* [Required tasks]
(a) Summarize the forum post in two sentences.
(b) According to the forum post, what name does the author give to the number of workgroups?

Hi all,

I am new to OpenCL and to this forum. I wrote a simple application for my purposes to measure the peak FLOP/s of a device in OpenCL. I wanted to check how the datatypes affect the performance.
Basically I just ported my older code from CUDA in order to compare the results as I am considering OpenCL as an alternative. It is based on a simple FMAD code to maximize the throughput.


I programmed it under Windows as I couldn't make NVIDIA and ATI GPUs work together in Linux.
So here's my first question - has anyone succeeded having OpenCL capable GeForce/TESLA and Radeon in Linux? I've noticed that the drivers do something with the kernel, hence the problem.
The second one is related to OpenCL - Sometimes when I run the program on weaker GPUs (i.e. mobile ones) I get an error indicating that it is out of the resources.
Is there any way of getting information about that in advance - before actually running a kernel?
The GPU driver crashes sometimes because of that, it would be good to avoid that.

Anyway, you can download the exe here

http://olab.is.s.u-tokyo.ac.jp/~kamil.rocki/FlopsCL.exe

or here

http://olab.is.s.u-tokyo.ac.jp/~kamil.r ... jects.html

and test it. So far I've run it on AMD, Intel and NVIDIA platforms and several ATI/NVIDIA GPUs + Intel Sandy Bridge/Ivy Bridge CPUs. Seems to give proper results. Any comments/suggestions appreciated.

The problem size that can be adjusted is the number of workgroups (I named it 'Blocks' as in CUDA). If you are planning to use a weaker GPU you might want to decrease it. Larger problem give more precise measurements on average.

Feel free to use and share it if you find it useful.

Kamil

* [Data lines]

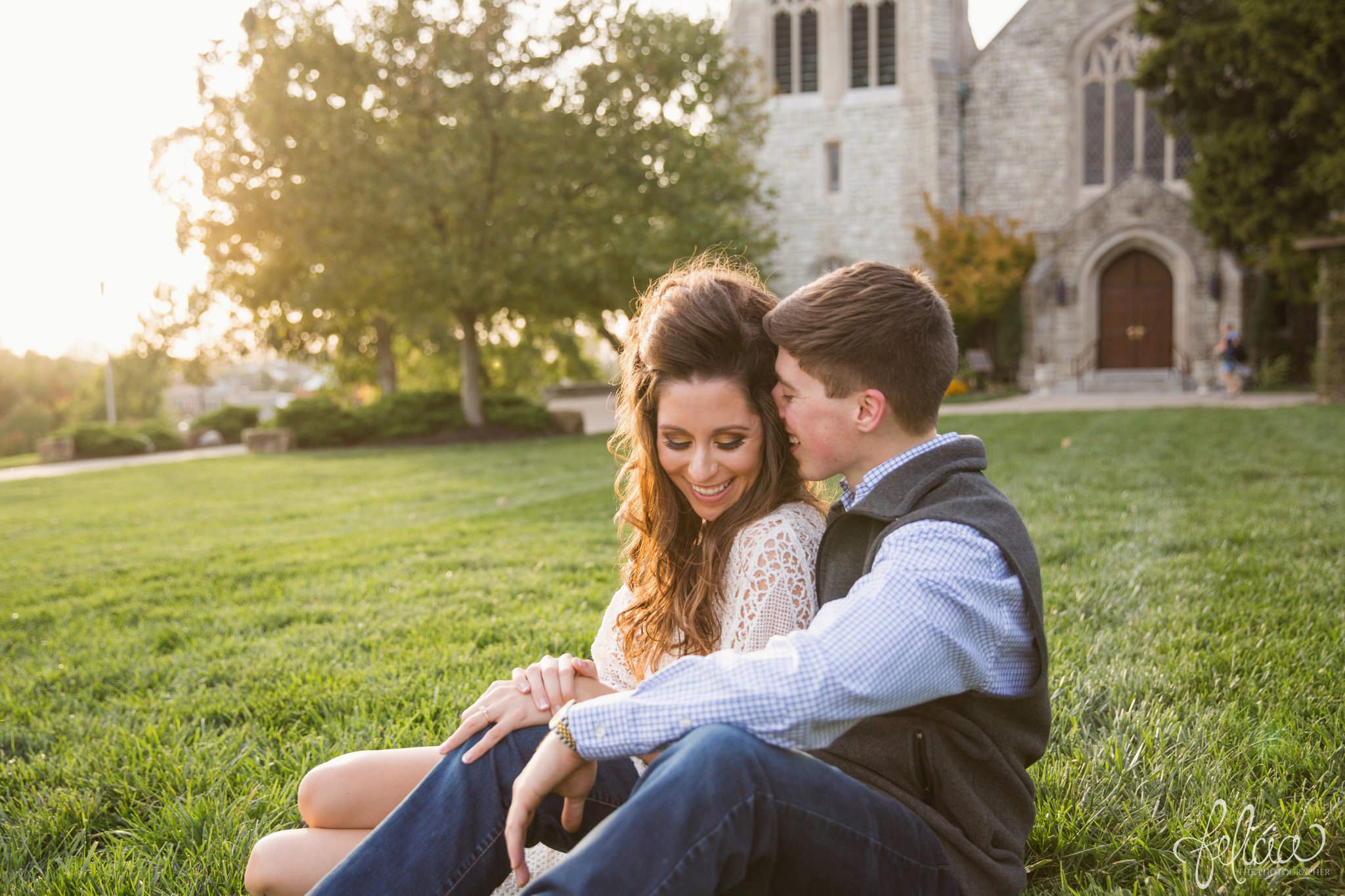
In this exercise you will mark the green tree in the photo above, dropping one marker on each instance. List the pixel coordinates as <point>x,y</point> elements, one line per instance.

==

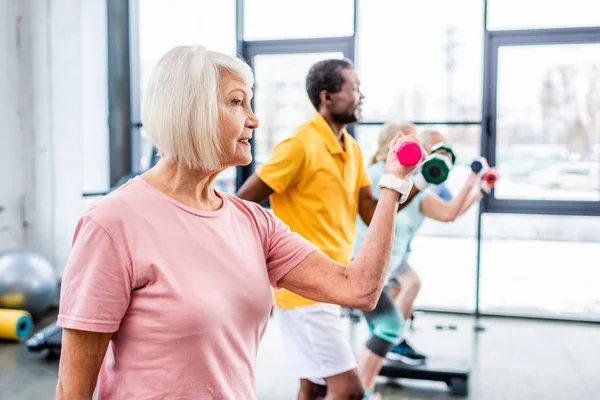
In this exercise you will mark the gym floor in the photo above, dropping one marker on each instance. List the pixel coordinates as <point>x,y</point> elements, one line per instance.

* [Task solutions]
(a) The author ported an older CUDA program to OpenCL to measure a device's peak FLOP/s and check how datatypes affect performance. The tool has been run on AMD, Intel and NVIDIA platforms, and the post asks whether OpenCL-capable NVIDIA and Radeon GPUs can work together in Linux and whether out-of-resources errors on weaker GPUs can be detected before running a kernel.

(b) "Blocks," as in CUDA.